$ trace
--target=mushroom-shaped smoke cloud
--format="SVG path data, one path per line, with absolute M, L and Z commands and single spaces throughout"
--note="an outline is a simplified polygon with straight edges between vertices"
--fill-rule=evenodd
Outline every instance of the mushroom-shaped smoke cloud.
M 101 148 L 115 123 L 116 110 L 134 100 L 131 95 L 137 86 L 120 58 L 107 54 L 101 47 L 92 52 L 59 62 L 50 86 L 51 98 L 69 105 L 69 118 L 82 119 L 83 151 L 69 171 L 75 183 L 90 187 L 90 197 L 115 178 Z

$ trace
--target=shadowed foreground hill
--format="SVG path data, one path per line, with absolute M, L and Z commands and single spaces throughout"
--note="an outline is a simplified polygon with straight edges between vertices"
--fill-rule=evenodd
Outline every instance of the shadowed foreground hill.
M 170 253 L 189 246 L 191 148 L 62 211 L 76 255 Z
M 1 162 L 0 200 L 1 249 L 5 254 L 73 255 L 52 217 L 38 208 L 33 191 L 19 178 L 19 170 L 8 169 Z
---
▶ _WHAT TO PRODUCE_:
Copy the lines word for word, from the first one through the line containing "Outline every instance of the mushroom-shaped".

▶ _FINAL RESULT_:
$ trace
--target=mushroom-shaped smoke cloud
--format="SVG path data, one path per line, with absolute M, L and Z commands and single spaces throughout"
--note="an outline is a simplified polygon with straight edges between vertices"
--fill-rule=evenodd
Outline every instance of the mushroom-shaped smoke cloud.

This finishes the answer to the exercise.